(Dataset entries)
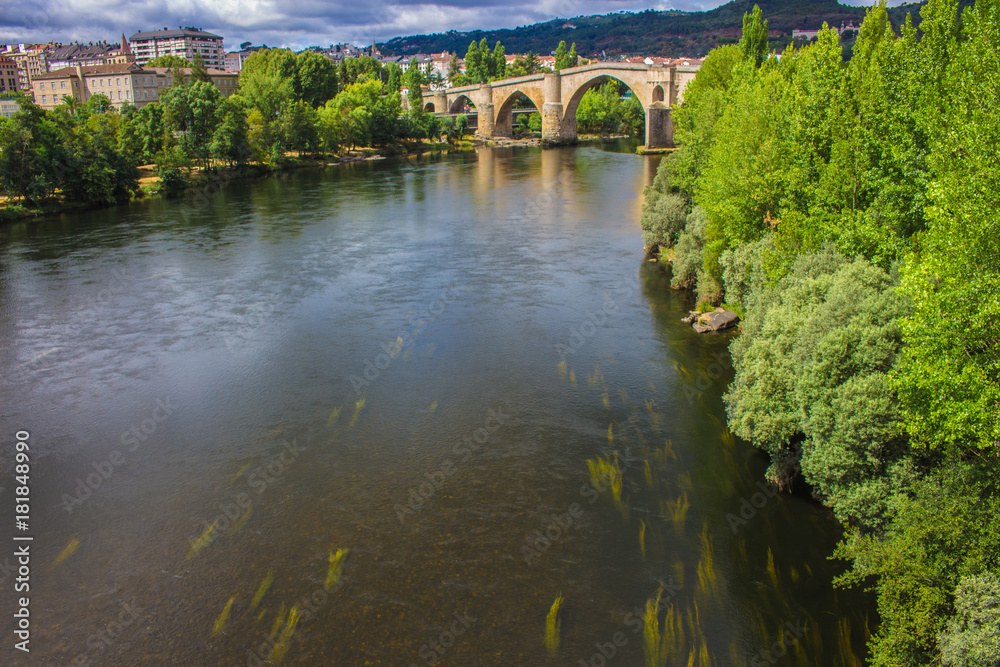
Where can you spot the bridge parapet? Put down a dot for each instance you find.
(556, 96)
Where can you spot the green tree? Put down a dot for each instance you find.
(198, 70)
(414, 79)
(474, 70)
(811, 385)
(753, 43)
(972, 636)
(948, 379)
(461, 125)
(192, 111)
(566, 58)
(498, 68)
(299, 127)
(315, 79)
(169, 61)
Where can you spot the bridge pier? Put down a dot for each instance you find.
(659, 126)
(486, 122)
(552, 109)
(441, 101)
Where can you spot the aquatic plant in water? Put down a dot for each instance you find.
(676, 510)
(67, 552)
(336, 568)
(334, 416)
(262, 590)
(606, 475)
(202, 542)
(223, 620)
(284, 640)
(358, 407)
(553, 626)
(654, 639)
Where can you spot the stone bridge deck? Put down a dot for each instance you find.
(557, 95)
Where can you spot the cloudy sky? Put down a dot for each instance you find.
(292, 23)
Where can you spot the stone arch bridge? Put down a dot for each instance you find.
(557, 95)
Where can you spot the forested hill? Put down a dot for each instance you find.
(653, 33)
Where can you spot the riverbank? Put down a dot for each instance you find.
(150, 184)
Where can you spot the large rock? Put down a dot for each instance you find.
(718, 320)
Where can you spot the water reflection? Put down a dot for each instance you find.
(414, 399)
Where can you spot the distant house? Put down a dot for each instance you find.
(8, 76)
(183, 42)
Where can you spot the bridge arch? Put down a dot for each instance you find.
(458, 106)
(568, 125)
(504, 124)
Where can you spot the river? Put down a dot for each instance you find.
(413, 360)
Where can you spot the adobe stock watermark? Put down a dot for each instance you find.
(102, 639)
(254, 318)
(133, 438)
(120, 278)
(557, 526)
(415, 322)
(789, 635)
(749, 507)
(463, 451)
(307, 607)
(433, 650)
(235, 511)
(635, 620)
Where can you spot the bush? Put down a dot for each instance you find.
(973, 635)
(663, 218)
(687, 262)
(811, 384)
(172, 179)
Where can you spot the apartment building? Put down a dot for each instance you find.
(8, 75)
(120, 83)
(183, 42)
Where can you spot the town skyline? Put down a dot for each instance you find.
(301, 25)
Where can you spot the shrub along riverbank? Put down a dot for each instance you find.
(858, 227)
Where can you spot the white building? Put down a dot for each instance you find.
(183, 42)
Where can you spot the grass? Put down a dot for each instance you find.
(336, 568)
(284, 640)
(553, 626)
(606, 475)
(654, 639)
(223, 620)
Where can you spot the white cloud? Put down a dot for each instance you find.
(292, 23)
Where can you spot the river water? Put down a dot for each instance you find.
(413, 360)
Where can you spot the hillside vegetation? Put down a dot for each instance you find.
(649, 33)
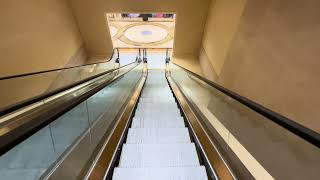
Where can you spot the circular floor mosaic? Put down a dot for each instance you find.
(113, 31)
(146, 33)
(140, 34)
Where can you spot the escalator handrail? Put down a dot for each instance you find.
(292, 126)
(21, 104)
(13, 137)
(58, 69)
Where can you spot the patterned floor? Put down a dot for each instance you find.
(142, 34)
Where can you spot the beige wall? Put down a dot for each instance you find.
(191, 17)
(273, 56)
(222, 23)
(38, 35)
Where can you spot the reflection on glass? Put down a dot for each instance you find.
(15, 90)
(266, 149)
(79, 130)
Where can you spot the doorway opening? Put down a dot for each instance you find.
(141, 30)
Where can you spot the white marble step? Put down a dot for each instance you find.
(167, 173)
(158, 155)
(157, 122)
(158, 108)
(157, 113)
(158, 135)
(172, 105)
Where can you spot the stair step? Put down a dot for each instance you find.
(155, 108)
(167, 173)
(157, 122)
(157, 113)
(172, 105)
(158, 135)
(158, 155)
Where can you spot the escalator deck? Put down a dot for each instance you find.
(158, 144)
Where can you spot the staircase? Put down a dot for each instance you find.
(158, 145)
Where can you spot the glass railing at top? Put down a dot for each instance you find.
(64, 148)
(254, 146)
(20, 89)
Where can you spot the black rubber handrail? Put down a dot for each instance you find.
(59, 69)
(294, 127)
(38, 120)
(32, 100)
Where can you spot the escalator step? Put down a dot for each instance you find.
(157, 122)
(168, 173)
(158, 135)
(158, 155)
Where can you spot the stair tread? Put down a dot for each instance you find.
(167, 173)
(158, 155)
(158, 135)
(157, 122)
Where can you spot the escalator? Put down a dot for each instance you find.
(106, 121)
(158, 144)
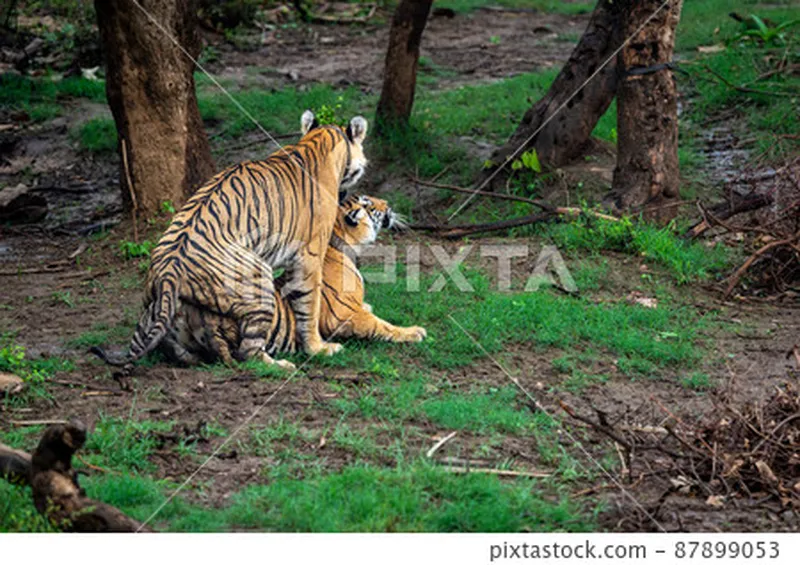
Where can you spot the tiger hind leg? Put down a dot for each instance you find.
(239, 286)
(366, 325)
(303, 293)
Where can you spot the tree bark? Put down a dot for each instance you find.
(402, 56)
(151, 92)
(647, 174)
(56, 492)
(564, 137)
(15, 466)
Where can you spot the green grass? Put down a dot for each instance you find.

Exercise prompt:
Repeat the data exactly, dropping every picture it holds.

Answer for the task:
Where can you spot the bridge parapet? Put down a dot for each instance you find.
(556, 96)
Where can you spot the green tree? Put down a dot for each instance you find.
(198, 70)
(414, 79)
(474, 70)
(811, 385)
(753, 43)
(972, 636)
(948, 379)
(461, 125)
(192, 111)
(566, 58)
(498, 68)
(299, 127)
(315, 79)
(169, 61)
Where can you spot the bridge pier? Put down a dot for each instance you find.
(659, 126)
(486, 122)
(552, 109)
(441, 101)
Where can you spot the aquatic plant in water? Put down a dot for each instance you find.
(676, 510)
(67, 552)
(336, 568)
(334, 416)
(262, 590)
(606, 475)
(202, 542)
(223, 620)
(284, 640)
(358, 407)
(553, 626)
(654, 639)
Where can you spot the stone bridge deck? Put down a dot for each instance you find.
(557, 95)
Where can you spot the cloudy sky? Put down a dot for each instance you find.
(292, 23)
Where can you spot the stone arch bridge? Put down a dot for each instance you find.
(557, 95)
Where can you spot the forested hill? Put down a dot for each instance you find.
(653, 33)
Where can you spot the riverbank? Put down a dot for each instance you find.
(150, 184)
Where can you spot the large rock? Put down a dot for each instance you find.
(718, 320)
Where can you spot the water reflection? Put down a dot for each instance you find.
(414, 399)
Where can you spot the distant house? Put down a dot for each instance you find.
(8, 76)
(183, 42)
Where can you spot the bridge arch? Put down a dot for each instance you find.
(458, 106)
(568, 125)
(504, 124)
Where can you spot the river? Put down a dot for each instance you find.
(413, 360)
Where can you spot the adobe stock watermark? Put down a dot for each instance you find.
(102, 639)
(254, 318)
(133, 438)
(120, 278)
(557, 526)
(415, 322)
(789, 635)
(749, 507)
(463, 451)
(307, 607)
(433, 650)
(235, 511)
(635, 620)
Where can you spot the bush? Put down a dot for each instance you find.
(973, 635)
(663, 218)
(687, 262)
(811, 384)
(172, 179)
Where can you spot the apartment building? Put down a dot for each instance you find.
(8, 75)
(120, 83)
(183, 42)
Where can you spot the town skyline? Put down a dot for each instance you find.
(301, 25)
Where can you spot the shrub along riverbank? Put down a dot for each instance you find.
(858, 227)
Where can you spot the white building? Put down a dot for each instance you find.
(183, 42)
Where can you spot the grass? Put down a dot for each instance you find.
(336, 568)
(284, 640)
(553, 626)
(606, 475)
(654, 639)
(223, 620)
Where can you spot the white cloud? Put down a dot for each instance you find.
(292, 23)
Where can you spot the river water? Put down a dot for each instance you find.
(413, 360)
Where can you spot the hillside vegetation? Put down a dot for each instance you find.
(649, 33)
Where can you spot the circular floor mosaic? Put down a dot for each instance you find.
(113, 31)
(146, 33)
(140, 34)
Where can you spot the escalator handrail? Put down a dot for each instance you find.
(292, 126)
(21, 104)
(13, 137)
(58, 69)
Where can you spot the patterned floor? Put down a dot for each instance you find.
(142, 34)
Where can you spot the beige wall? Put down a dot for each instance you find.
(191, 17)
(273, 56)
(222, 23)
(38, 35)
Where can you spot the reflection on glass? Put down a dot for each instance you find.
(15, 90)
(266, 149)
(79, 130)
Where can you spot the doorway opening? Put down a dot for each instance you find.
(141, 30)
Where can you spot the white marble step? Put down a dot for each instance you find.
(167, 173)
(158, 155)
(157, 122)
(158, 108)
(157, 113)
(158, 135)
(172, 105)
Where can you spot the stair step? Put down a dot for each instance you find.
(155, 108)
(167, 173)
(157, 122)
(157, 113)
(172, 105)
(158, 135)
(158, 155)
Where can you spot the escalator deck? Put down a dot for each instance you find.
(158, 144)
Where can you spot the staircase? Put down a dot for each instance you find.
(158, 145)
Where can you spot the glass railing at top? Put down a dot for each instance you find.
(64, 148)
(254, 146)
(20, 89)
Where can you spot the black rubber handrail? Put down a dot for each instance you find.
(59, 69)
(294, 127)
(38, 120)
(32, 100)
Where can you spot the escalator step? Put down a dot for each instance you find.
(157, 122)
(168, 173)
(158, 135)
(158, 155)
Where can you spot the stair tread? Put down a dot for each instance you find.
(167, 173)
(158, 155)
(158, 135)
(157, 122)
Where can you spot the escalator? Put down a dot for each instance you find.
(106, 121)
(158, 144)
Where can you spot the tiger hind leg? Put down a dot for each instance you find.
(239, 286)
(366, 325)
(303, 293)
Where can you spot the tree bark? Put down a dot for each instance you find.
(402, 56)
(151, 92)
(647, 174)
(56, 492)
(564, 137)
(15, 466)
Where can you spot the green grass? Put down a dot for each instance you find.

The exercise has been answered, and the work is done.